The exercise: Reproduce every one of the following records word for word.

Material provided:
::::

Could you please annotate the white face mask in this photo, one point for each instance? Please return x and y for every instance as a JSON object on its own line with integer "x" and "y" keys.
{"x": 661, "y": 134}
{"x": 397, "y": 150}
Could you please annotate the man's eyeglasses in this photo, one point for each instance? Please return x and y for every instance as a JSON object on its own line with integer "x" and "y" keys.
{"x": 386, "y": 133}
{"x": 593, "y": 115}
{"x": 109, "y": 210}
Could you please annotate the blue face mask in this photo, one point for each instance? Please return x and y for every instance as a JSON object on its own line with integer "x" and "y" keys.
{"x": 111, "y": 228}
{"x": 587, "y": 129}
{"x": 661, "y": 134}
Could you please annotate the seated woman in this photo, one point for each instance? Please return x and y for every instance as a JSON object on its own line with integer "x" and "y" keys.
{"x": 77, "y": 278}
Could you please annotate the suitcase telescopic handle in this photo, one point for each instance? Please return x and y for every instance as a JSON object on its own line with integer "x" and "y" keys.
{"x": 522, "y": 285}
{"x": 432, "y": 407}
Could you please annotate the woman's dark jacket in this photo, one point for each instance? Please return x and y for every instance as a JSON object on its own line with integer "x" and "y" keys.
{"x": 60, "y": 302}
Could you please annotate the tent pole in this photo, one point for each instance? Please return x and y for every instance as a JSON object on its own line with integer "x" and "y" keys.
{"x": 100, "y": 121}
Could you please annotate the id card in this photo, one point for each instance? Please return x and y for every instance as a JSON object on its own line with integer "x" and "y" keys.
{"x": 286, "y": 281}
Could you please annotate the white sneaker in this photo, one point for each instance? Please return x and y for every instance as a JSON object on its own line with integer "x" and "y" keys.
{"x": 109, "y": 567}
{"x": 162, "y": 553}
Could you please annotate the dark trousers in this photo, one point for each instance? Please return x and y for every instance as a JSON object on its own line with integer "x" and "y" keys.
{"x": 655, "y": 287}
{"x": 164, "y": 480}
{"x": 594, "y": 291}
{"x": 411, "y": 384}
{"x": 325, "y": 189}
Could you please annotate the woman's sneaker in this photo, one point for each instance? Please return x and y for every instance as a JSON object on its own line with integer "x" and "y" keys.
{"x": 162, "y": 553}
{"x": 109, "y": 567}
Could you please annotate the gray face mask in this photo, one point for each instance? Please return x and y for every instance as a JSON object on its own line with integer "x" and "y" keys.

::::

The reply:
Could you please annotate the white face mask in this photo, one point for each instance? Please return x and y for every instance as a JSON object on its own line with integer "x" and "y" keys.
{"x": 661, "y": 134}
{"x": 397, "y": 150}
Could you please annotate the man's eyeglasses in this photo, one point for each instance? Please return x and y for every instance as a JSON object on its own line with integer "x" and "y" keys.
{"x": 386, "y": 133}
{"x": 593, "y": 115}
{"x": 109, "y": 210}
Could you please annotate the blue face mask in this photo, one point for each instance? Please return x and y for every instance as a JSON object on its own line with integer "x" and "y" keys.
{"x": 111, "y": 228}
{"x": 587, "y": 129}
{"x": 661, "y": 134}
Could you please annotate the seated woman in this photo, one point for each instance? Please return x and y for every instance as a JSON object on its own line with integer "x" and "y" keys.
{"x": 77, "y": 278}
Could you please annotate the suitcase telescopic handle in this photo, one point for each instance? Please return x and y for every instance as a JSON object on its own line with integer "x" and "y" keys.
{"x": 522, "y": 285}
{"x": 432, "y": 407}
Could you please annotate the woman's dark jacket in this photo, one point for each instance? Please return x and y for every instance as a JSON object on its own line with integer "x" and "y" keys.
{"x": 60, "y": 302}
Could you please annotate the tent pole in this photo, one point for each instance? Please return x and y for every instance as a JSON object on its own line with integer "x" and "y" keys.
{"x": 100, "y": 121}
Could you please annotate the id card in this photo, one point for each instance? Please return x and y for every instance as a JSON object on its own line with integer "x" and "y" keys.
{"x": 286, "y": 281}
Could you please annotate the white sneaker in this photo, one point for each instance? Please return x and y for every instance as a JSON object on its own line with integer "x" and "y" keys.
{"x": 109, "y": 567}
{"x": 162, "y": 553}
Could you please annotate the dark trousers in this photo, one point for each instance? Please return x and y for every instance as a JSON object on its own line with integer "x" and "y" keys.
{"x": 655, "y": 287}
{"x": 164, "y": 480}
{"x": 594, "y": 291}
{"x": 411, "y": 384}
{"x": 325, "y": 189}
Could you please annotate the woman's sneaker in this photo, one point for each instance? Please return x and y for every instance as a JSON object on its own line with integer "x" and "y" keys.
{"x": 162, "y": 553}
{"x": 109, "y": 567}
Could you please annotate the gray face mask in this photo, one point for each instance? Please return x and y for every instance as a JSON object on its own line with integer "x" and "y" keys.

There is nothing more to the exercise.